§ PROBLEM DETAILS
Find the line containing "construction, that would be most welcome.", then return it and every line after it through the end of the records, exactly. Leave out pictures.

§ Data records
....

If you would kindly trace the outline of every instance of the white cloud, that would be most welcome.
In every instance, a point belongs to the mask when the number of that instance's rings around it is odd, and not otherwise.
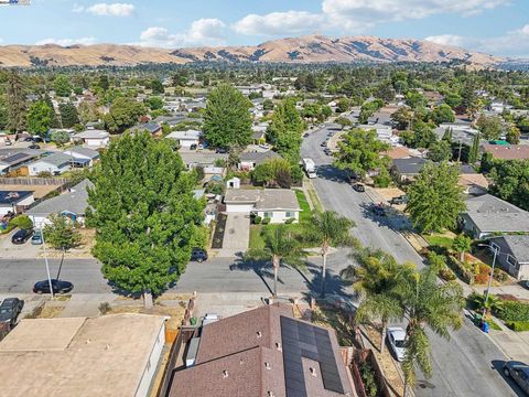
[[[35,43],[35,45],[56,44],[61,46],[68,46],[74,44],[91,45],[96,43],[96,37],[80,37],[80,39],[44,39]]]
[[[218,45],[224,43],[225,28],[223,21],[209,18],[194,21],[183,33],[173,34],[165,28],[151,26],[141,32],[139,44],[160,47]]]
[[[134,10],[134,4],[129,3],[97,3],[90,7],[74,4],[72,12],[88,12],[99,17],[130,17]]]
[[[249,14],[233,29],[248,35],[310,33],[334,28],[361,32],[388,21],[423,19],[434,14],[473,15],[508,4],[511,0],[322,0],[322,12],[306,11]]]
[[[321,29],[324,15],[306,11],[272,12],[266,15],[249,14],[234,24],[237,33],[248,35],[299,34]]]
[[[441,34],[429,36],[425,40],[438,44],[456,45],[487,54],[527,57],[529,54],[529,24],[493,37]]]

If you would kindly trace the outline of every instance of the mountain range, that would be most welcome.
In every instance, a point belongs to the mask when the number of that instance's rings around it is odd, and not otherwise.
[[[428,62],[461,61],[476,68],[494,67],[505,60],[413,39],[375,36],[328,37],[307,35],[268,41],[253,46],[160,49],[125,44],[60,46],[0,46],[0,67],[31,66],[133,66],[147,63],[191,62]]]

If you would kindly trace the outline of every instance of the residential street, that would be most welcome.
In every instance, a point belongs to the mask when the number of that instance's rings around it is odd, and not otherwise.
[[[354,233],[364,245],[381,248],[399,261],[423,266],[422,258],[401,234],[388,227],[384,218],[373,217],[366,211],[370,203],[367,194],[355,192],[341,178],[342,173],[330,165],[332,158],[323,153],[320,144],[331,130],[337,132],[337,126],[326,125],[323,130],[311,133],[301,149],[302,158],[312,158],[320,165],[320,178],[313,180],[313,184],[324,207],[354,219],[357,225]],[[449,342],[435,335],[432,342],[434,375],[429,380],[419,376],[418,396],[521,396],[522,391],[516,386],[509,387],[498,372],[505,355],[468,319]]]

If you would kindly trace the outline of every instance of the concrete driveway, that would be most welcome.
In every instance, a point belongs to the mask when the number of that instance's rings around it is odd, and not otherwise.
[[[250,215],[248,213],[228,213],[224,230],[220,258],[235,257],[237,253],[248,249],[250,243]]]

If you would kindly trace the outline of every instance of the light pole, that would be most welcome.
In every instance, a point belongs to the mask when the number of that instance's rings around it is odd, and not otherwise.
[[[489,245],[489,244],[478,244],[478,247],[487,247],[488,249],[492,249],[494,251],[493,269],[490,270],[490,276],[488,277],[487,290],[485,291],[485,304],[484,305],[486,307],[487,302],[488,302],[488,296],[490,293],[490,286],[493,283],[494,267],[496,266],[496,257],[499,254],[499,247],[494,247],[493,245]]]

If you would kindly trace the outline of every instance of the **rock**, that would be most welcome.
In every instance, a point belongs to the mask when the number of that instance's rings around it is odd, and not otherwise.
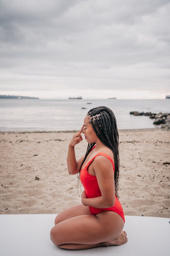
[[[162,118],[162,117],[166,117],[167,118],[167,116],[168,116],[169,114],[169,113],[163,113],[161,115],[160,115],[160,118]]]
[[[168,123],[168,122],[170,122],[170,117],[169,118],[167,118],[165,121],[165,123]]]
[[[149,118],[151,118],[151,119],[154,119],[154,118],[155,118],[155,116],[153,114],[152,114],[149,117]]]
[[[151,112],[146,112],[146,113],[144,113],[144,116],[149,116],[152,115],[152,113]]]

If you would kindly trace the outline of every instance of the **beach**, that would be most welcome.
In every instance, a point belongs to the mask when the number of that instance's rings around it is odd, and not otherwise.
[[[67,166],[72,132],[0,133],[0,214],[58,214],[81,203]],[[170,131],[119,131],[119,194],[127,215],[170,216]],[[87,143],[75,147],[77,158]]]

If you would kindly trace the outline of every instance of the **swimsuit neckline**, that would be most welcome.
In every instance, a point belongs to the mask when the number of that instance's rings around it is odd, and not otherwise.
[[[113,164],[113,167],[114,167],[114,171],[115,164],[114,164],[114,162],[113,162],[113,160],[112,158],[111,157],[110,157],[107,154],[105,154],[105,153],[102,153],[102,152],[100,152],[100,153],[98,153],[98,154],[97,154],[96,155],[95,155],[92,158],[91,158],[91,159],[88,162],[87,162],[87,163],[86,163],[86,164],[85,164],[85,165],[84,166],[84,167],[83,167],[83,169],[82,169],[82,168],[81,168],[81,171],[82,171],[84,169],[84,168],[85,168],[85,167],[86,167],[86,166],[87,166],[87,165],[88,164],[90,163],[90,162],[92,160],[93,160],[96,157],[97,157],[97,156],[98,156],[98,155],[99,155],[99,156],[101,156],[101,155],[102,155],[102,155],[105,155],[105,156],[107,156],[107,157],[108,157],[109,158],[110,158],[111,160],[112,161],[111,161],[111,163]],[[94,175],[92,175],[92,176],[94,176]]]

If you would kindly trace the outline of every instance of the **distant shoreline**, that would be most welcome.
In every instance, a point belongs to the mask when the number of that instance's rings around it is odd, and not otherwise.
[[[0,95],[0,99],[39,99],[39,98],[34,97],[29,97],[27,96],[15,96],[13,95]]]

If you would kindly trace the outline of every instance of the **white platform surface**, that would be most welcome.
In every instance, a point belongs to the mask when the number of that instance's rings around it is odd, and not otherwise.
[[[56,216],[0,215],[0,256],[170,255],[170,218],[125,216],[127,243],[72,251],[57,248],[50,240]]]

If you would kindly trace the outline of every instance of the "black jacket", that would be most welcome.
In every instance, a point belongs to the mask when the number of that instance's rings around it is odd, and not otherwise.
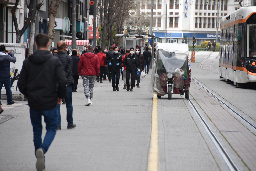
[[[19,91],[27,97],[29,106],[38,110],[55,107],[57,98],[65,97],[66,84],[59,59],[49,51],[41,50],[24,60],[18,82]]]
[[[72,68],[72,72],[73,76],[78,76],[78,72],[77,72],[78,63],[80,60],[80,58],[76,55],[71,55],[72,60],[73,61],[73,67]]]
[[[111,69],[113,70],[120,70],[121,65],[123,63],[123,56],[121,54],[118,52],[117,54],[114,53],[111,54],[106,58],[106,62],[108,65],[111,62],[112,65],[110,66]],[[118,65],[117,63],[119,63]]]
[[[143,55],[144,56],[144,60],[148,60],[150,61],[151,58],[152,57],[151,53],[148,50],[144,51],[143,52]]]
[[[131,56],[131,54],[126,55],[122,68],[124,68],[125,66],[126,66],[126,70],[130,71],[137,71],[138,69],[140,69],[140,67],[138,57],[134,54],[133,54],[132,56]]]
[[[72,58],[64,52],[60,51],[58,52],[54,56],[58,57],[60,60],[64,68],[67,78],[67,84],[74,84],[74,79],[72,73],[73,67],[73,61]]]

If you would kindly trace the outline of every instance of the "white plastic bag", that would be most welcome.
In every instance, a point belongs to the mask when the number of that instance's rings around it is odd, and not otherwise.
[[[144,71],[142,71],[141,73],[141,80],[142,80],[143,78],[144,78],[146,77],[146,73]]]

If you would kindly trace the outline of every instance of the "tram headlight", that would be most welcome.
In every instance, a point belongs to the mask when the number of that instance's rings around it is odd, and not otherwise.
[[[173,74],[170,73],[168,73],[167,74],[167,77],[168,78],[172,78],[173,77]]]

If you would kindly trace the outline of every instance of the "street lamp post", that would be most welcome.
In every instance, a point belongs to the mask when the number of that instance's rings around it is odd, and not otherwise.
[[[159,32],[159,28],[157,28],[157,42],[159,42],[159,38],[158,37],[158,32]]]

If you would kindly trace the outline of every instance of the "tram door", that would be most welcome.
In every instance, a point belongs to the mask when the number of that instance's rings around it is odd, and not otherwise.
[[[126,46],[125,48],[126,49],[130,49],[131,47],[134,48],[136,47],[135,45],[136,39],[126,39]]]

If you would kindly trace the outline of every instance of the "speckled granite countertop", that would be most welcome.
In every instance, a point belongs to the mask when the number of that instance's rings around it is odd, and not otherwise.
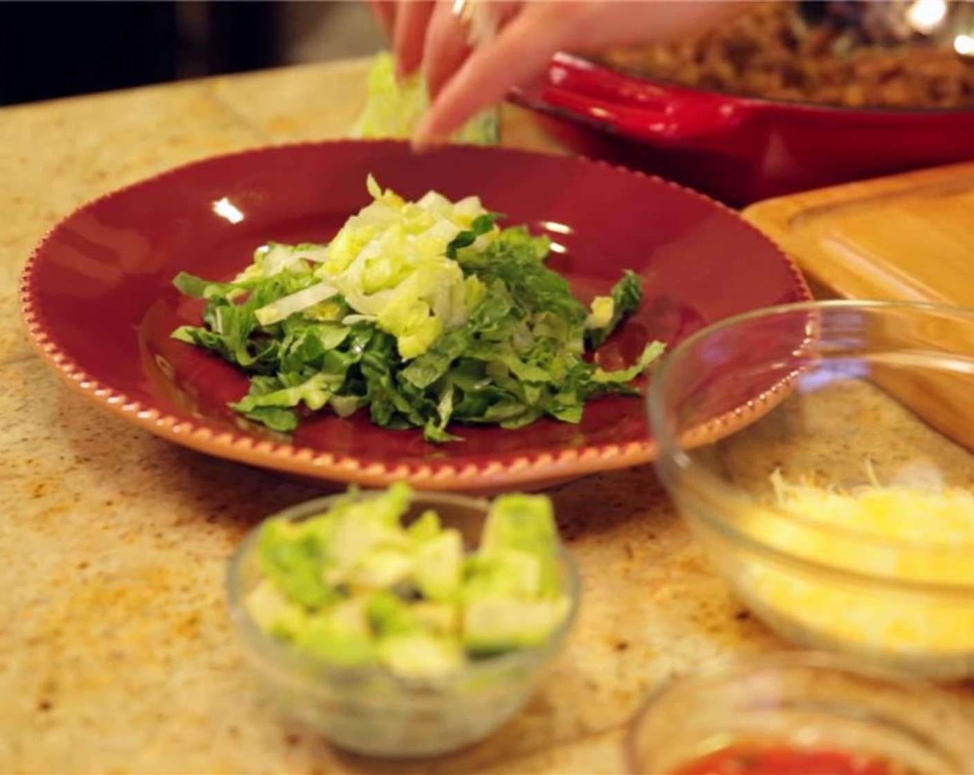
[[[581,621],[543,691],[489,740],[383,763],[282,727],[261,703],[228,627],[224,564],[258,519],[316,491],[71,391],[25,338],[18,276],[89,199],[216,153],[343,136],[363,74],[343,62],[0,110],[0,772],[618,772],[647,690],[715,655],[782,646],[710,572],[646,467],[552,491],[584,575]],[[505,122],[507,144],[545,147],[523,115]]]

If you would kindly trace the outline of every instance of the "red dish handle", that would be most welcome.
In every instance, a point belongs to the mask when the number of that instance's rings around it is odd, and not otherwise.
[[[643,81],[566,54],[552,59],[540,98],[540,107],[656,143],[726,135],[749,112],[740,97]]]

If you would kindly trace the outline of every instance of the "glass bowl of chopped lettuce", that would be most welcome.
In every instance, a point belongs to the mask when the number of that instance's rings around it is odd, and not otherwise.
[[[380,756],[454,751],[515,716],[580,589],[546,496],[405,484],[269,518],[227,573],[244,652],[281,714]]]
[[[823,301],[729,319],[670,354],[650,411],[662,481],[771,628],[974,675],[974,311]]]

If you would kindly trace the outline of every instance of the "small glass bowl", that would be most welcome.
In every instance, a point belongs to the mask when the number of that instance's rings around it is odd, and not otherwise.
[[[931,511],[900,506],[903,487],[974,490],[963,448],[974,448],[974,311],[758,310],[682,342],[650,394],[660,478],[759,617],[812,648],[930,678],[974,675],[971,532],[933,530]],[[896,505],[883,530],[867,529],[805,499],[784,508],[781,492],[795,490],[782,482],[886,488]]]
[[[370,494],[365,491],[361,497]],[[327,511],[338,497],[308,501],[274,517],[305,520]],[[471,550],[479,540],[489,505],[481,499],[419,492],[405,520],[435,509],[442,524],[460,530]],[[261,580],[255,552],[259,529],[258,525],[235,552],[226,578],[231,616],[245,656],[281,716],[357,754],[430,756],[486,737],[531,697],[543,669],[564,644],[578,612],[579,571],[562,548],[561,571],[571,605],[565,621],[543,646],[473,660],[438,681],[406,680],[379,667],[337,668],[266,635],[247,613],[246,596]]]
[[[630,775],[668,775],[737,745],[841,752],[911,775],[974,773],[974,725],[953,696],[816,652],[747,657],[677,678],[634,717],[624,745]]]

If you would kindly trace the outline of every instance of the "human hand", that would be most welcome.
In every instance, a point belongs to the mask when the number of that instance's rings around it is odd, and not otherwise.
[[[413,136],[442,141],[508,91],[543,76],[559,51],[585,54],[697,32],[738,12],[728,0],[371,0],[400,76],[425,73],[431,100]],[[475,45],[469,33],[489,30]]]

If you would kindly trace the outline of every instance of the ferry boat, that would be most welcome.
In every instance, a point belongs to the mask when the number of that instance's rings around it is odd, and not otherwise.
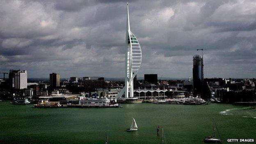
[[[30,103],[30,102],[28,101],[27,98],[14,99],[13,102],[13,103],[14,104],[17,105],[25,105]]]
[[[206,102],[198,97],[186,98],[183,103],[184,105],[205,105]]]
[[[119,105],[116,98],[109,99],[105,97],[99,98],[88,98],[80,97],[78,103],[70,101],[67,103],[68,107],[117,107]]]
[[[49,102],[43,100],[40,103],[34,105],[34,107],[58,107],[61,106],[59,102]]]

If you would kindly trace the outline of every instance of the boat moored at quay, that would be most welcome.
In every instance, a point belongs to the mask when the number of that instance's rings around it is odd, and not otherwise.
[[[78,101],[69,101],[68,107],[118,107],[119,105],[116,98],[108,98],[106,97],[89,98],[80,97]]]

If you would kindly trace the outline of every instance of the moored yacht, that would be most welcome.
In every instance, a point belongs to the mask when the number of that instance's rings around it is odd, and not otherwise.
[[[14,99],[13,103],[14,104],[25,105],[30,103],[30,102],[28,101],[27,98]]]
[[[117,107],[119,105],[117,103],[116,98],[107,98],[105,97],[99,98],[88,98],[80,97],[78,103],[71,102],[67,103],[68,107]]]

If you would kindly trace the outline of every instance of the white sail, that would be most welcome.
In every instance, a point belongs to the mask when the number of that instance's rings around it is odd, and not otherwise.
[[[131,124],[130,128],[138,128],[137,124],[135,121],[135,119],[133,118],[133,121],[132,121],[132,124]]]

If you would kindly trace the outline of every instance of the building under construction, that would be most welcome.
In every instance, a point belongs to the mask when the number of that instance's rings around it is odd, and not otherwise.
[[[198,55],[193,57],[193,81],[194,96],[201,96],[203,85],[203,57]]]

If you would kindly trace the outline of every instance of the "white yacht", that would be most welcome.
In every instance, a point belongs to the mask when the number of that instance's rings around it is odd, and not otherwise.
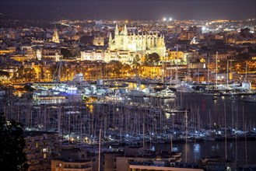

....

§ FULL ANSWER
If you would kindly trace the outline of every instance of the building under construction, that would be most welcome.
In every instance, a point belongs to the mask when the number of that instance's rings around it is odd, and not otherwise.
[[[198,55],[193,57],[193,81],[194,96],[201,96],[203,85],[203,57]]]

If you would kindly trace the outline of every instance of the "white yacht", that would be most welcome.
In every instance, a point belongs to the mask when the number of that instance's rings around it is odd, and not otherwise.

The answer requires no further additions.